## [Written request]
Every line of the listing must be reproduced as it stands. Leave the images behind.

*** Given records ***

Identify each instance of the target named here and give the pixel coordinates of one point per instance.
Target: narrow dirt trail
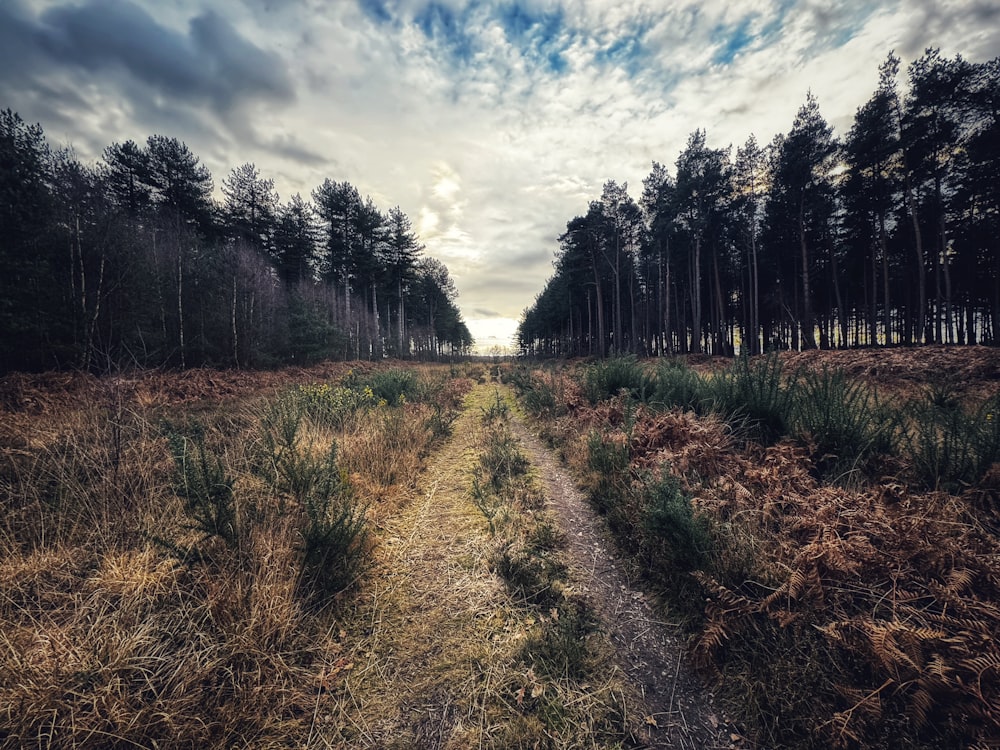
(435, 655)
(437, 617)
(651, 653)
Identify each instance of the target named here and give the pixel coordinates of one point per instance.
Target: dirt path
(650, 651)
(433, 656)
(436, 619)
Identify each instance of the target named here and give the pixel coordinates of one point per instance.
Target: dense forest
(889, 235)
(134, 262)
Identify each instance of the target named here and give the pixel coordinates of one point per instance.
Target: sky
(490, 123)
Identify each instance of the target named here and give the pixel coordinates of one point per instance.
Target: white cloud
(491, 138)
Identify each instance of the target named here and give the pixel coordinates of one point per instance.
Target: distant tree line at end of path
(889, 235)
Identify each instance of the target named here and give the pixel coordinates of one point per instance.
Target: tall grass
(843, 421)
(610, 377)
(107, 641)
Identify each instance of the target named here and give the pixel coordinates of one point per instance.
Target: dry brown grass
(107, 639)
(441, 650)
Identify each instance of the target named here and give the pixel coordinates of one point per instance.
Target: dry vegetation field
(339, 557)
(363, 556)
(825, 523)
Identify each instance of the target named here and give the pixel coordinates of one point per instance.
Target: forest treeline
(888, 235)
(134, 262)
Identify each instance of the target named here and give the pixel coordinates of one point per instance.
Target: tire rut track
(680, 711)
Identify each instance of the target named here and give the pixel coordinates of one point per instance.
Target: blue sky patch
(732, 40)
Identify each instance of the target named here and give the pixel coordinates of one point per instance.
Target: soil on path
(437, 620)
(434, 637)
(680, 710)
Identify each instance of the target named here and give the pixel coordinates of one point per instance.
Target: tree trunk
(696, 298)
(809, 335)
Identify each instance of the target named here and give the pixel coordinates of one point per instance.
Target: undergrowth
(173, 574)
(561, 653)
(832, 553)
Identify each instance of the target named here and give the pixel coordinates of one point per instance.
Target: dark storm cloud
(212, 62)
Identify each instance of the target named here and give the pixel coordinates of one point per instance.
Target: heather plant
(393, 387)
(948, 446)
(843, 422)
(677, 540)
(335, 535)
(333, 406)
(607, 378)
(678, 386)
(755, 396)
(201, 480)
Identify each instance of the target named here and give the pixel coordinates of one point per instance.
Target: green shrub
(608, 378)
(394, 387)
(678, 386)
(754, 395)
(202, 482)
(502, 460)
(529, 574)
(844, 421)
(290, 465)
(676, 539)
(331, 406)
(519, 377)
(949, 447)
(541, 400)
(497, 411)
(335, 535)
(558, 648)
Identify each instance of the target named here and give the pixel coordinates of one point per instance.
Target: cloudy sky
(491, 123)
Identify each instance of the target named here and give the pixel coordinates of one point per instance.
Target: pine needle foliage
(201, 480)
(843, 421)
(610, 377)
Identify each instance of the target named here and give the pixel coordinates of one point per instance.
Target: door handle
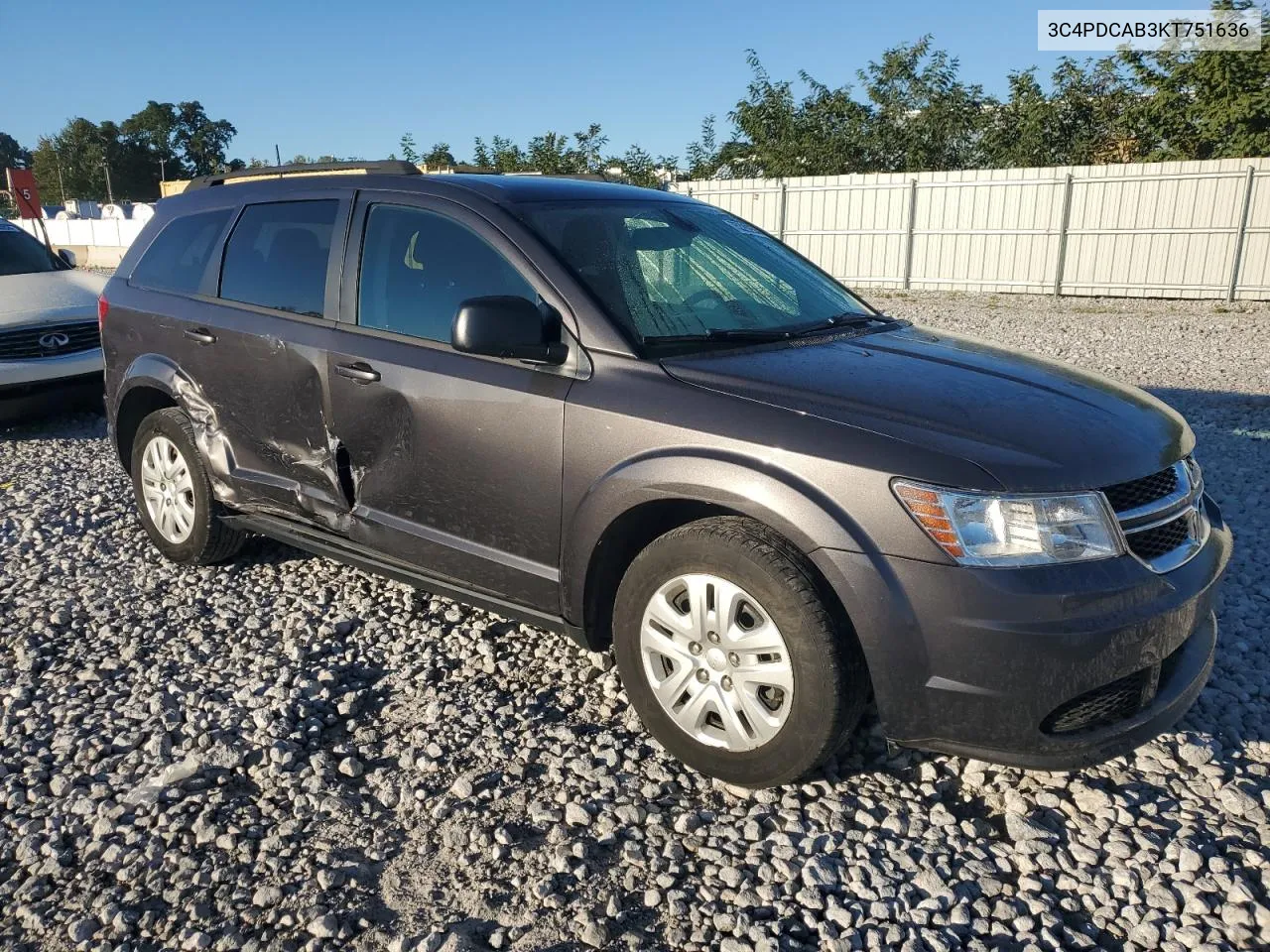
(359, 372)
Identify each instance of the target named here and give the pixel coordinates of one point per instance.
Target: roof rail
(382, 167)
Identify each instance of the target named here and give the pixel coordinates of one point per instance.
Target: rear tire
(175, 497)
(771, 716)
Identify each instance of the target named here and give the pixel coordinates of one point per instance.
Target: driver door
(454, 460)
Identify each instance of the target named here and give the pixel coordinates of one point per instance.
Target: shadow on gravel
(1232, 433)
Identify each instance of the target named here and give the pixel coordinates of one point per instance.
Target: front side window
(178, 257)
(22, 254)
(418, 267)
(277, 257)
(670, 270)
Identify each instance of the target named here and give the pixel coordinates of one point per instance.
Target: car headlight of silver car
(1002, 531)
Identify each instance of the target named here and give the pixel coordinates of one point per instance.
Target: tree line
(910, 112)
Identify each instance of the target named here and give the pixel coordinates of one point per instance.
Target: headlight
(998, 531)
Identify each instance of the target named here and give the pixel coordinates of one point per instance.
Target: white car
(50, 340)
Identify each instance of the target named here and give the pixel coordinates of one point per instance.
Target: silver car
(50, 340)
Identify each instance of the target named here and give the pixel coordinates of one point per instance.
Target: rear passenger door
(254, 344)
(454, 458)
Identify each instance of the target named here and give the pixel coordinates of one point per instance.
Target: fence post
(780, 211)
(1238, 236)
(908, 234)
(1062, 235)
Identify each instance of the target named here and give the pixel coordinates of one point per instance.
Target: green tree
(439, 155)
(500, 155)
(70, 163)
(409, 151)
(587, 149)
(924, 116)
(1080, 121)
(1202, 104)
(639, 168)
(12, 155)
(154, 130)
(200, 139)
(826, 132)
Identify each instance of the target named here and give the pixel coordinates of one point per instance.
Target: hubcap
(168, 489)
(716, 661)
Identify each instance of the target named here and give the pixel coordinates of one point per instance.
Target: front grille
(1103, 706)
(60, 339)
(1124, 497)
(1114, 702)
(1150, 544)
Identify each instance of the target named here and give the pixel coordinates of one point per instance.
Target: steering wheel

***

## [Final result]
Identify each instance of the target named here and give the pixel coordinates of one point per instance.
Target: narrow dirt trail
(435, 655)
(437, 617)
(651, 653)
Identify each instance of the target named here and give the pixel coordinates of one point per instance.
Target: dirt path
(650, 651)
(433, 656)
(436, 619)
Identify each instance of the target named here and give the pixel coordinates of one point per instance.
Target: dense forest
(889, 235)
(134, 262)
Identify each instance of the target named here and give the pixel coordinates of one point per instance.
Target: sky
(490, 123)
Identify each instance of the target named here and give the pixel coordinates of one point per instance.
Target: white cloud
(491, 138)
Identify each instance of the target named here and give the pixel coordinates of one point per instance.
Target: distant tree line at end of path
(889, 235)
Identify each instance of the target named here and give the pixel coordinates of one point per instance.
Target: tall grass
(843, 421)
(610, 377)
(107, 641)
Identify each instance of the target named here and give the pixel coordinates of one point per instance.
Target: dry brown grass
(107, 639)
(441, 650)
Identify each instance of the target named here and give the pixel coordinates of one point per instance.
Target: dry vegetation field
(339, 557)
(363, 556)
(825, 523)
Identify each instance of the target named here and give the pixel coordinates of one point per instance.
Target: forest treeline
(888, 235)
(134, 262)
Identify each instance of the target named here and give the pixel coordinates of one point per instance.
Target: tire rut track
(680, 711)
Identify each instance of the target named here and give the pixel coordinates of one point per instance.
Target: blue sky patch
(732, 40)
Identify each instance of the target named here and give the pixel coordinates of one point per instance.
Target: soil on path
(437, 620)
(434, 637)
(680, 710)
Identify each instance of the target named here and give the pixel coordinates of one point per instance.
Target: tree trunk
(696, 298)
(809, 335)
Identify each instance of the target named here and give the pixel coordinates of one point per instance.
Target: undergrowth
(173, 574)
(561, 653)
(832, 553)
Identify each instance of the target named here and give the pixel coordinates of one point per instance.
Target: dark storm cloud
(212, 62)
Identify each instance of the target named here and give the pixel coordinates of one point per instance.
Target: heather plant
(393, 387)
(948, 446)
(843, 422)
(677, 540)
(335, 535)
(333, 406)
(607, 378)
(678, 386)
(755, 396)
(201, 480)
Identify each instance of the target named here and give the pixel coordinates of one point per instance.
Target: green shrub
(608, 378)
(394, 387)
(678, 386)
(754, 395)
(202, 482)
(502, 460)
(529, 574)
(844, 421)
(290, 465)
(676, 539)
(331, 406)
(519, 377)
(949, 447)
(541, 400)
(497, 411)
(335, 535)
(558, 648)
Identify each instance of the target named here and give the pixel coordinates of one point per instance.
Target: cloudy sky
(491, 123)
Identify each instance of the target named here and give the pixel coordinates of one point per instance.
Target: pine needle foliage
(201, 480)
(843, 421)
(610, 377)
Identify each instance of the target named here and give the pixel coordinates of one point per instance.
Target: door handle
(359, 372)
Identify each instance of the target named here and give the pixel coordinates of one point per instance.
Target: roof rail
(382, 167)
Identify each instance of the target named here and give the pixel coordinates of one point per instance.
Target: rear tire
(175, 497)
(771, 716)
Identify each instance of the target named here and give the pixel coordinates of one point per instance.
Target: driver door
(454, 460)
Identify each instance of the target named here and give the pixel coordinates of one point per instance.
Target: shadow on gravel
(1232, 433)
Identify each instance of the target named here and give the pixel coordinates of one point per instance.
Target: front side window
(178, 257)
(22, 254)
(418, 267)
(277, 257)
(670, 270)
Identify each instance of the target named here and give the pixel coordinates of one point per instance.
Target: car headlight of silver car
(1002, 531)
Identify each instance of the target named here and give the pixel coordinates of one point per instance.
Target: tree line
(910, 112)
Identify each instance of the target named here and give the pixel coordinates of one point per instance.
Target: headlight
(998, 531)
Identify each instance of the target named here and give the pixel coordinates of one point per instance.
Target: white car
(50, 340)
Identify each instance of the target named here and give the pixel coordinates of one point per instance.
Target: silver car
(50, 340)
Identify each instance of the target named here and give the pixel coordinates of one point per instance.
Target: rear passenger door
(254, 344)
(454, 458)
Identify each instance of the target named here and give the pixel coordinates of one point per instance.
Target: fence post
(780, 211)
(1238, 236)
(908, 234)
(1062, 235)
Identify each instance of the target named here and give the pixel coordinates of one point per instance.
Target: green tree
(439, 155)
(500, 155)
(70, 163)
(409, 151)
(587, 149)
(924, 116)
(1080, 121)
(1202, 104)
(639, 168)
(12, 155)
(154, 130)
(200, 139)
(826, 132)
Identify each instance of the target named here and give the pixel coordinates of one point per instance.
Target: hubcap
(168, 489)
(716, 661)
Identify each instance of the target named here and give the pixel coordinates of one point per instance.
Target: front grille
(1103, 706)
(60, 339)
(1124, 497)
(1114, 702)
(1150, 544)
Identify each instance of the target named here and give the pixel coordinates of one point per instance.
Target: steering wheel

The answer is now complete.